• What needs to be done: Your task is to repeat all of the material exactly.

• The data:

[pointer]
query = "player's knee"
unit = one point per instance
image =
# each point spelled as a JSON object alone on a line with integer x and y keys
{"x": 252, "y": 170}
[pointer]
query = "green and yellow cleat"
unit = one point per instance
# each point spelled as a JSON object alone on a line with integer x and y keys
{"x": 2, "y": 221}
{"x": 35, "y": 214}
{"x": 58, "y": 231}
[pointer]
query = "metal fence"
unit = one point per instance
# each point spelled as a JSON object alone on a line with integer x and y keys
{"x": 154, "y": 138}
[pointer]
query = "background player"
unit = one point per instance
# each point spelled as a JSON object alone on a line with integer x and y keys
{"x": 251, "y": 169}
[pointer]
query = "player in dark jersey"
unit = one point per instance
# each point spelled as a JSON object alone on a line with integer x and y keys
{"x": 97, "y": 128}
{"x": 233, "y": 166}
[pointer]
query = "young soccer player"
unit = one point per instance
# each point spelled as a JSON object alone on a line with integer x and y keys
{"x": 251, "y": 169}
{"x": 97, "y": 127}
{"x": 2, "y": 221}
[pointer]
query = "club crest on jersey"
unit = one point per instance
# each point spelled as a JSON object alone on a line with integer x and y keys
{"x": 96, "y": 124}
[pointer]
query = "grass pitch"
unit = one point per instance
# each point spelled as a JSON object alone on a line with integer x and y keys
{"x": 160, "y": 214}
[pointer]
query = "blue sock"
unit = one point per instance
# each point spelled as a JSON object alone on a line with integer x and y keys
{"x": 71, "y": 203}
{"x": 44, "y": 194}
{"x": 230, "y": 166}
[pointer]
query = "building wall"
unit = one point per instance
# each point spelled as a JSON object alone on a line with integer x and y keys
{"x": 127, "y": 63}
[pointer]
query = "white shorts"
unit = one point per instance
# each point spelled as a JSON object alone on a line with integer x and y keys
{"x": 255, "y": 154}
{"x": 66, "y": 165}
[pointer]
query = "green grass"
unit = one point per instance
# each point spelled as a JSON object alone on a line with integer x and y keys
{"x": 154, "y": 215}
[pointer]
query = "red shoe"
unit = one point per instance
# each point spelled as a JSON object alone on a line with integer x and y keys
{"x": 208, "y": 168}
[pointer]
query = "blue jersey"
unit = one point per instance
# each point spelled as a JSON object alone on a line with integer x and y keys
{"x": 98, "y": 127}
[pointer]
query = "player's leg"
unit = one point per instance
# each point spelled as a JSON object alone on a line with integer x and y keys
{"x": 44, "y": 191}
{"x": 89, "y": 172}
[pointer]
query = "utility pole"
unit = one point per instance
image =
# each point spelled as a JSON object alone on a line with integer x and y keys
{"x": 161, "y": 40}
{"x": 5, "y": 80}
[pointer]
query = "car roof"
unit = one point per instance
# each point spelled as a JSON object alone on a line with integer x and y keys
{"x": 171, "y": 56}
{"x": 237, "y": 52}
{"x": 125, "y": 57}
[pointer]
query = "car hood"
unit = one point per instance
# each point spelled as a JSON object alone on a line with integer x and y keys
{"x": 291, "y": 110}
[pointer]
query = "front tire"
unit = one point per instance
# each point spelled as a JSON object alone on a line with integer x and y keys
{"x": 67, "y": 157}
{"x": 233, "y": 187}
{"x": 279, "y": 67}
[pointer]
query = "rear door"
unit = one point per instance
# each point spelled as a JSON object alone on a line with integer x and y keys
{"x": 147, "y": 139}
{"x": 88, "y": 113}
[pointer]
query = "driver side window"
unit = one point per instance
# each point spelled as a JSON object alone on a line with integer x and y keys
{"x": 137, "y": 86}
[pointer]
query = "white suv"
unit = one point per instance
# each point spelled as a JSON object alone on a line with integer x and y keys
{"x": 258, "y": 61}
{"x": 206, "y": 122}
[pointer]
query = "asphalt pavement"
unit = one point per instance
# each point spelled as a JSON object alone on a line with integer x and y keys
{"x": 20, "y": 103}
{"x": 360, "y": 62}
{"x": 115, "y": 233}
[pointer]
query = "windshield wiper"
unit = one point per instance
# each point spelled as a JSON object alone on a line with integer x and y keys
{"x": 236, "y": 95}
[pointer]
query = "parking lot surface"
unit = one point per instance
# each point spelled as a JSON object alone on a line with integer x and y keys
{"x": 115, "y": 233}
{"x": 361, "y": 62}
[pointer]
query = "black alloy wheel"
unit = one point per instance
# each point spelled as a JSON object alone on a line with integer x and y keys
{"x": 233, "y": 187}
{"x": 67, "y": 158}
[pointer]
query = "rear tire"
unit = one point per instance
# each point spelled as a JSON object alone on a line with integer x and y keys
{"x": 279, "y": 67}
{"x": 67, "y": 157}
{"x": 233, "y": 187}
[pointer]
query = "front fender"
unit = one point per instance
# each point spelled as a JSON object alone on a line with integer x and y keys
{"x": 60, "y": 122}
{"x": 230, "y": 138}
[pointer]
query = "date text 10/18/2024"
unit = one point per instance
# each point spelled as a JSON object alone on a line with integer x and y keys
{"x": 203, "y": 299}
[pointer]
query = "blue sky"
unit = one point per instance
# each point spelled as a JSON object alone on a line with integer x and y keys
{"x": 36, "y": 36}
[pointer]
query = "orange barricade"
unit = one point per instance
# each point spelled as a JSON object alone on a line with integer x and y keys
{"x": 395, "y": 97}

• Result of this task:
[pointer]
query = "player's knee"
unit = one point per instance
image =
# each point spelled as a JSON object alone on a line with integer x and y keys
{"x": 252, "y": 170}
[pointer]
query = "green and yellow cleat"
unit = one point per instance
# each point spelled as a JSON object alone on a line with integer x and y keys
{"x": 2, "y": 221}
{"x": 35, "y": 214}
{"x": 58, "y": 231}
[pointer]
query = "metal fence"
unit = one point per instance
# each point spelled as a JSON object alone on a line with integer x and y keys
{"x": 154, "y": 138}
[pointer]
query = "background player"
unit = one point per instance
# each point spelled as a JSON object alone on a line with integer x and y keys
{"x": 251, "y": 169}
[pointer]
query = "player in dark jersey"
unit = one point per instance
# each point spelled as a JSON object alone on a line with integer x and y keys
{"x": 97, "y": 128}
{"x": 233, "y": 166}
[pointer]
query = "young soccer player"
unit = one point per instance
# each point spelled as a JSON object alone on a line with integer x and y keys
{"x": 251, "y": 169}
{"x": 97, "y": 127}
{"x": 2, "y": 221}
[pointer]
query = "club crest on jersey"
unit = one point per instance
# each point spelled as a JSON object alone on a line with integer x and y keys
{"x": 96, "y": 124}
[pointer]
query = "grass pitch"
unit = one point per instance
# each point spelled as a JSON object alone on a line with integer x and y keys
{"x": 160, "y": 214}
[pointer]
query = "blue sock"
unit = one point per instance
# each point spelled as a JSON object alone on a line with integer x and y keys
{"x": 71, "y": 203}
{"x": 44, "y": 194}
{"x": 230, "y": 166}
[pointer]
query = "building wall"
unit = one point per instance
# each point spelled as a JSON object alone on a line with integer x and y keys
{"x": 127, "y": 63}
[pointer]
query = "white shorts"
unit = one point per instance
# each point spelled as a JSON object alone on a line with integer x and y keys
{"x": 255, "y": 154}
{"x": 66, "y": 165}
[pointer]
query = "green grass"
unit = one point per instance
# each point spelled as a JSON object alone on a line with integer x and y keys
{"x": 154, "y": 215}
[pointer]
query = "red shoe"
unit = one point per instance
# each point spelled as a JSON object alone on a line with integer x and y keys
{"x": 208, "y": 168}
[pointer]
query = "blue jersey"
unit = one point per instance
# each point spelled as a JSON object alone on a line with integer x and y keys
{"x": 98, "y": 127}
[pointer]
query = "player's leg"
unit = one point per instance
# each point spelled as a JSON object alone on a line with integer x and y keys
{"x": 44, "y": 191}
{"x": 89, "y": 172}
[pointer]
query = "utility pole"
unit = one point per instance
image =
# each point spelled as a JSON object alone on a line with integer x and y keys
{"x": 161, "y": 40}
{"x": 5, "y": 80}
[pointer]
query = "car roof"
unit = one point per instance
# each point spelled as a JSON object alone on a line with integer x and y keys
{"x": 171, "y": 56}
{"x": 237, "y": 52}
{"x": 125, "y": 57}
[pointer]
query = "car hood"
unit = one point per instance
# each point spelled as a JSON object alone on a line with integer x and y keys
{"x": 291, "y": 110}
[pointer]
query = "front tire"
unit = one point per instance
# each point spelled as a JSON object alone on a line with integer x and y keys
{"x": 67, "y": 157}
{"x": 233, "y": 187}
{"x": 279, "y": 67}
[pointer]
query = "rear door"
unit = one point per instance
# each point spelled as a JSON object alone on a line with integer x and y keys
{"x": 147, "y": 139}
{"x": 88, "y": 113}
[pointer]
query = "driver side window"
unit = one point per instance
# each point spelled as a JSON object alone on a line with integer x and y keys
{"x": 137, "y": 86}
[pointer]
query = "white suv"
unit = one point per instance
# each point spelled as a JSON object alone on a line with integer x and y keys
{"x": 258, "y": 61}
{"x": 206, "y": 122}
[pointer]
query = "asphalt pavement"
unit = one point per instance
# each point spelled as a JSON object alone on a line with integer x and y keys
{"x": 20, "y": 103}
{"x": 360, "y": 62}
{"x": 115, "y": 233}
[pointer]
query = "windshield wiper"
unit = one point per instance
# each point spelled as a JSON object alone on a line with integer x and y keys
{"x": 236, "y": 95}
[pointer]
query = "parking lot surface"
unit = one point per instance
# each point spelled as a JSON object alone on a line with integer x and y keys
{"x": 115, "y": 233}
{"x": 361, "y": 62}
[pointer]
query = "black alloy wheel"
unit = one point per instance
# each point spelled as a JSON object alone on a line with integer x and y keys
{"x": 233, "y": 187}
{"x": 67, "y": 158}
[pointer]
query = "rear tire"
unit = one point per instance
# each point spelled as a JSON object alone on a line with integer x and y keys
{"x": 279, "y": 67}
{"x": 67, "y": 157}
{"x": 233, "y": 187}
[pointer]
query = "front fender"
unit = one point per instance
# each point spelled as a JSON object alone on a line with integer x and y keys
{"x": 60, "y": 122}
{"x": 230, "y": 138}
[pointer]
query = "date text 10/18/2024"
unit = one point per instance
# each point spelled as a JSON object alone on a line with integer x and y keys
{"x": 203, "y": 299}
[pointer]
query = "blue sky"
unit = one point per instance
# each point spelled as a JSON object alone on a line with integer x and y keys
{"x": 36, "y": 36}
[pointer]
query = "orange barricade"
unit = one point per instance
# each point spelled as a JSON object alone on a line with integer x and y keys
{"x": 395, "y": 97}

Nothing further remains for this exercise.